WHAT TO WORK ON: Extend the notebook below on building a WR stat predictor, picking up right after its last line.

I'll try to build a WR stat predictor in this notebook. First lets load our full database

In [1]:
import matplotlib.pyplot as plt
import matplotlib
%matplotlib inline
import numpy as np
from scipy.stats.stats import pearsonr 
import math

  (fname, cnt))


In [2]:
import pandas as pd
import pickle

samples=pd.read_csv('TrainingSamples.csv')
samples.drop('Unnamed: 0', axis=1, inplace=True)

with open("stat_order.pickle",'rb') as f:
    stat_order=pickle.load(f)

Next, lets remove the first year of football data (since the averages will be bad) and extract all of the WR players

In [None]:
WRsamples=samples[(samples['Position']=="WR") & (samples['Week']>100)].reset_index(drop=True)

In [None]:
len(WRsamples)

All of our lists got saved as strings in csv format, so lets convert them back to lists

In [None]:
all_lists = ['Opp Avg Stats','Opp Stat Std','Opp Avg Stats v Team','Opp Stat Std v Team',\
             'Opp Players','Player Avg Stats','Player Stat Std','Player Avg Stats v Opp',\
             'Player Stat Std v Opp','Team Avg Stats','Team Stat Std','Team Avg v Opp',\
             'Team Stat Std v Opp','Stat Outcome']

for list in all_lists:
    WRsamples[list] = WRsamples[list].apply(eval)

Next, lets remove any players that have "nan" stats

In [None]:
WRsamples['No Player Stats'] = WRsamples.apply(lambda x: math.isnan(x['Player Avg Stats'][0]), axis = 1)

In [None]:
WRsamples=WRsamples[WRsamples['No Player Stats']==False].reset_index(drop=True)

In [None]:
len(WRsamples)

For now also remove players with very low average targets as well

In [None]:
tarHist=np.hstack(WRsamples['Player Avg Stats'].apply(lambda x: x[stat_order.index('receiving_tar')]))
plt.hist(tarHist, bins='auto')
plt.show()

RECORDED DATA:
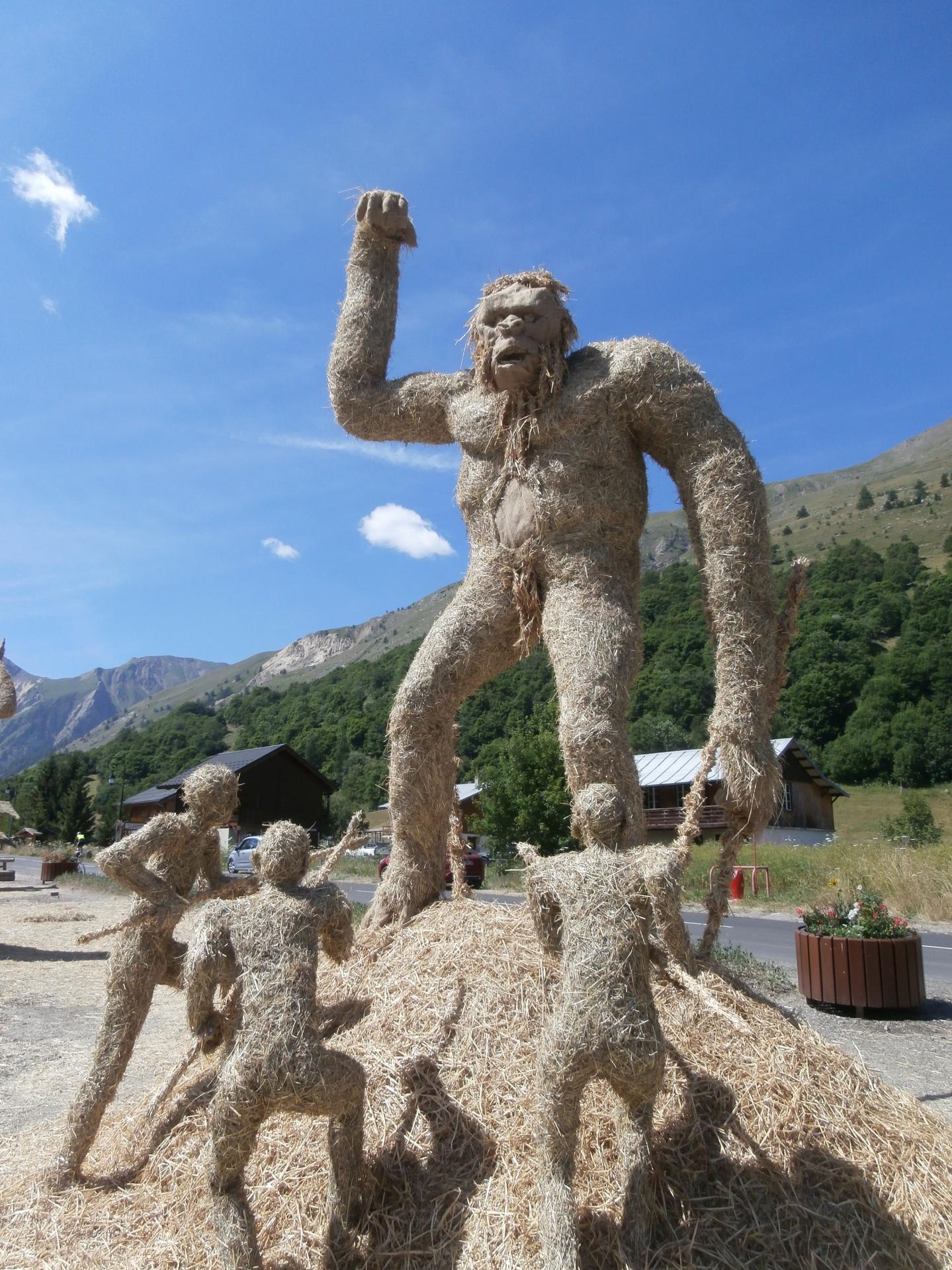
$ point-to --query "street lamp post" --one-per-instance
==
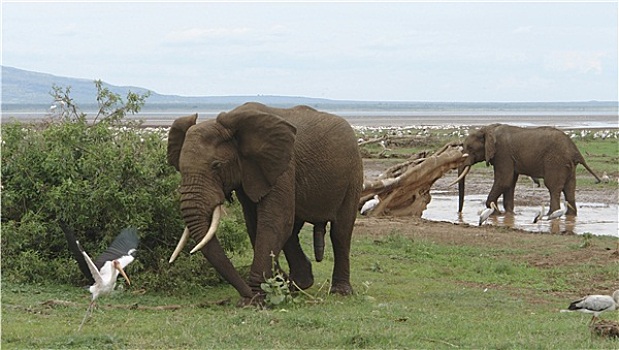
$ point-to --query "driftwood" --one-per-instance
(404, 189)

THE RESPONSE:
In [None]:

WRsamples['High Receiving']=WRsamples['Player Avg Stats'].apply(lambda x: x[stat_order.index('receiving_tar')] > 4)
WRsamples=WRsamples[WRsamples['High Receiving']==True].reset_index(drop=True)
len(WRsamples)


# Examining feature correlations for receiving yards

We'll need to predict each WR stat separately.  The relevant scoring stats are:

* Receiving Yards
* Receptions
* TD receptions
* 2pt Receiving Conversion

Technically, we should try to predict rushing yards, punt return td, etc as well.. but these are good for a start.

Lets make some plots to see which features correlate with receving yards.  Here's a list of features that seem relevant:

* player average: receiving_yds
* player average: receiving_rec
* player average: receiving_tds
* player average: receiving_twoptm
* player average: receiving_tar
* player average: receiving_twopta
* player average: receiving_yac_yds
* team average: passing_yds
* team average: passing_tds
* team average: passing_twoptm
* team average: passing_int
* team average: passing_att
* team average: passing_cmp
* team average: passing_incmp
* team average: passing_cmp_air_yds
* team average: rushing_yds (maybe they pass less if they rush)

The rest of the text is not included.